** START OF Dataset excerpts **

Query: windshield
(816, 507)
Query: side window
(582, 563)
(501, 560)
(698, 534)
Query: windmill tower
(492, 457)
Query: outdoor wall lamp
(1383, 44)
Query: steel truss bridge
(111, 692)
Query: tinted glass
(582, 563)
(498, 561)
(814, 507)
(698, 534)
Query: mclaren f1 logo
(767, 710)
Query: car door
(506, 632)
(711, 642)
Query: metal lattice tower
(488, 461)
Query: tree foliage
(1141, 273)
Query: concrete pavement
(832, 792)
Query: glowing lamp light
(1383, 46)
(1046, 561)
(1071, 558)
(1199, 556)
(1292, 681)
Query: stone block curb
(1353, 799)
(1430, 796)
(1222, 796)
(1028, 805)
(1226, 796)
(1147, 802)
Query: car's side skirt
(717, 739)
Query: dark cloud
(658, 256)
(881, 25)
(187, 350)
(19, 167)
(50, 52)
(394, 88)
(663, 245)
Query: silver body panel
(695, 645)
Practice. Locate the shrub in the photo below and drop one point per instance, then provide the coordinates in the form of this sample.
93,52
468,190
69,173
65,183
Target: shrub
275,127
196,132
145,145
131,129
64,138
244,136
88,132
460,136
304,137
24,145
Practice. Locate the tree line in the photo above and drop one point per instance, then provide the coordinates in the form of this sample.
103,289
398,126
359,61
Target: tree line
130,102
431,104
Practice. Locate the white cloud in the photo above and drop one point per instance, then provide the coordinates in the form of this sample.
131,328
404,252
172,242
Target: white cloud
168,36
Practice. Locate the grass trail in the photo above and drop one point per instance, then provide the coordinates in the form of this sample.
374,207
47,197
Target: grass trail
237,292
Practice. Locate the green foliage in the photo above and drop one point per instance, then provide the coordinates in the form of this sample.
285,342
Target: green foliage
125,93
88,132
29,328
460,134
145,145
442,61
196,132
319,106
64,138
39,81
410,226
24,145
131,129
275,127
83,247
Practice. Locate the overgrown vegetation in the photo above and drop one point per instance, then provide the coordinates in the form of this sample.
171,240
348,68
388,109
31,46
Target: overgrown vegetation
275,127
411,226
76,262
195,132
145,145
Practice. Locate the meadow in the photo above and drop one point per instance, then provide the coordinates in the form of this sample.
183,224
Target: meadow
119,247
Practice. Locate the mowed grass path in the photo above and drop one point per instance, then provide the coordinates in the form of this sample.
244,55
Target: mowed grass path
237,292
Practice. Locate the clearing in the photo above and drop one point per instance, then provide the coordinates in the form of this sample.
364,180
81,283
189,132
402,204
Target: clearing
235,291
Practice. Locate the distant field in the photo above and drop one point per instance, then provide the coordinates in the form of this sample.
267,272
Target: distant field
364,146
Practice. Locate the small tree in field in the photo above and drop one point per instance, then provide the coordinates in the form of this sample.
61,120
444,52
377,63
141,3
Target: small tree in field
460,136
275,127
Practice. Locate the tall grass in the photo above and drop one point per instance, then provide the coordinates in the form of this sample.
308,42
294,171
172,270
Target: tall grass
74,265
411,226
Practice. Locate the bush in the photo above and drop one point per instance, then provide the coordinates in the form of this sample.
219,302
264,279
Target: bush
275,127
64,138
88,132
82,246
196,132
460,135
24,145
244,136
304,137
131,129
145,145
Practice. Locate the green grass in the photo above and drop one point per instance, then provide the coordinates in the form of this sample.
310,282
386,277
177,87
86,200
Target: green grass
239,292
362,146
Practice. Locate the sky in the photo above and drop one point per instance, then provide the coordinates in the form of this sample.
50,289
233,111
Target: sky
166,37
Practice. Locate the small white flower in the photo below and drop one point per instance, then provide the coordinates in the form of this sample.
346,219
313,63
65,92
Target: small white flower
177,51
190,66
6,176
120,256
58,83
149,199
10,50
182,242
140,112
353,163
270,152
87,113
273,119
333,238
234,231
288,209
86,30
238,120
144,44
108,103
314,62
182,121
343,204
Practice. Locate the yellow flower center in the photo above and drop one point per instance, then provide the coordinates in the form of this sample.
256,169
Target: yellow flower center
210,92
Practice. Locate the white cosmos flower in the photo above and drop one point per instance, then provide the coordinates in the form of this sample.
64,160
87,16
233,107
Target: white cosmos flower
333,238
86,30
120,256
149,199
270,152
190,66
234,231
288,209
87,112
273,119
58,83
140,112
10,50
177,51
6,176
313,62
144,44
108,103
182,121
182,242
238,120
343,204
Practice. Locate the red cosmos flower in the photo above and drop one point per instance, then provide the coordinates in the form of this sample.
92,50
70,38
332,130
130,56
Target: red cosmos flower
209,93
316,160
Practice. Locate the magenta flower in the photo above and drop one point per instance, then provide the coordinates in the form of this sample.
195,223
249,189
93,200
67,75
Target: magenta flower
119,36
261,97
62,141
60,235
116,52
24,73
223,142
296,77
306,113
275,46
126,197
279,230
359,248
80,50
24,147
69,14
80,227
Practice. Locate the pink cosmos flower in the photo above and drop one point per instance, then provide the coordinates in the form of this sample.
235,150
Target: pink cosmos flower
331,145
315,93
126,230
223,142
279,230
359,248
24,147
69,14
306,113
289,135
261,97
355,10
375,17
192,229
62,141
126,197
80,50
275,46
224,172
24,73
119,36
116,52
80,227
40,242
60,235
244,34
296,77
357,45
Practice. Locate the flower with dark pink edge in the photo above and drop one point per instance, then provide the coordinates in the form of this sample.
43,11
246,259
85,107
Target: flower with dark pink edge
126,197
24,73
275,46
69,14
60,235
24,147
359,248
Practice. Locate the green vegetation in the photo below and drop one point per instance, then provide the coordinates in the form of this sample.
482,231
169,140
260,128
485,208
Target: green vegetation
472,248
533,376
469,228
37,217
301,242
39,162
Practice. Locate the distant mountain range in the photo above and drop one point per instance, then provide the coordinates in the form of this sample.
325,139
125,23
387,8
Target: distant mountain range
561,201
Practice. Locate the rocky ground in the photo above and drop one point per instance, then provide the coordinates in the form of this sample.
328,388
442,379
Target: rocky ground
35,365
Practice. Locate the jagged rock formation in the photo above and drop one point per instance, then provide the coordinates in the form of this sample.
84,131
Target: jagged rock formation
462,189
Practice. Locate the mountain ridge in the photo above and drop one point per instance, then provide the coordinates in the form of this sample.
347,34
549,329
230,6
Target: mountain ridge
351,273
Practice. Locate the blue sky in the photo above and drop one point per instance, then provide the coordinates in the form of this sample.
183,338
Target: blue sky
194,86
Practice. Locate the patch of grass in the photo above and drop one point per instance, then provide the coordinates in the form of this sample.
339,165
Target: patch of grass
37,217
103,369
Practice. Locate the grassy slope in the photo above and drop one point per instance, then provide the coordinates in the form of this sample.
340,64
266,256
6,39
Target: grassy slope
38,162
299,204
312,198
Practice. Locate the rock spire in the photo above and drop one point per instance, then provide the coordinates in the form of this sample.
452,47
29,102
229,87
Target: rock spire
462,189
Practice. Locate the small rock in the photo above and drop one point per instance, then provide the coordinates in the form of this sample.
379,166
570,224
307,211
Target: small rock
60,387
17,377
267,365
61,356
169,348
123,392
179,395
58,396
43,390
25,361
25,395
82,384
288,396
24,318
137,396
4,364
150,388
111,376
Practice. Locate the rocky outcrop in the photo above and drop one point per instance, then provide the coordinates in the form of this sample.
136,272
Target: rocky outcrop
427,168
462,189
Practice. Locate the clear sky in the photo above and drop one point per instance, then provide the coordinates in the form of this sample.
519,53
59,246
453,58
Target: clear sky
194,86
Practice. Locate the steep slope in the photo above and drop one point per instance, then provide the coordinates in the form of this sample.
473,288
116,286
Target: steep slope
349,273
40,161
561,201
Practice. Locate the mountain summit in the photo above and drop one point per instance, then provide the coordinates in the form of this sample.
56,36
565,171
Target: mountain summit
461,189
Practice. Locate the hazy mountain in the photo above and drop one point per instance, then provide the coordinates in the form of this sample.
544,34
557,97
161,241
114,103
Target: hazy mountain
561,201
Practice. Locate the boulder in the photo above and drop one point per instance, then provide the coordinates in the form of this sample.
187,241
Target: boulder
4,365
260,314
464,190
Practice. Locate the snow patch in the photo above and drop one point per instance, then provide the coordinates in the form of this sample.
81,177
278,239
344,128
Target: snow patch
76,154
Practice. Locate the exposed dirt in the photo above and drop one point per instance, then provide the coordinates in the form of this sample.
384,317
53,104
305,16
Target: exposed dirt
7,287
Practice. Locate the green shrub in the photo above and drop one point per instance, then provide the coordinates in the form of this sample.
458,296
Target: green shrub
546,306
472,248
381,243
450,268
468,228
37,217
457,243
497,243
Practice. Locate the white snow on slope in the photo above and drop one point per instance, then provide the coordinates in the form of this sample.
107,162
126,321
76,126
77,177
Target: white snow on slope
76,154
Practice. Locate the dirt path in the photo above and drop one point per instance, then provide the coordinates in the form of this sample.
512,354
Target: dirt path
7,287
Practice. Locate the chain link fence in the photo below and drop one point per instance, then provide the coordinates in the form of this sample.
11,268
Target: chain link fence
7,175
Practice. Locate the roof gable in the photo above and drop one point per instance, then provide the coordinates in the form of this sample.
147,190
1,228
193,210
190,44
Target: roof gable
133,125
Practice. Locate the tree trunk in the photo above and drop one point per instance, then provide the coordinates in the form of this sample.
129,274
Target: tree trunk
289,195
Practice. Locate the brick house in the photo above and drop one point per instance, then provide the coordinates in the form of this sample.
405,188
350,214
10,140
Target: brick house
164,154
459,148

** END OF Dataset excerpts **

▶ Given problem
Can you repeat, word for word, the records from the line containing "Practice. Locate the roof" through the last line of the records, including both ends?

▶ Response
Practice. Locate the roof gable in the photo above and drop one point per instance, then provide the coordinates in the form of this sample.
147,190
1,228
193,210
190,44
Target: roof gable
133,125
Practice. Locate the tree trunk in the photo above and drop one point per instance, then provide the coordinates in the form of this sample.
129,274
Target: tree trunk
289,195
Practice. Locate the brick house in the photo above and drop one point per instance, then provide the coordinates in the form of this sample.
405,188
350,214
10,140
Target: brick house
164,154
459,148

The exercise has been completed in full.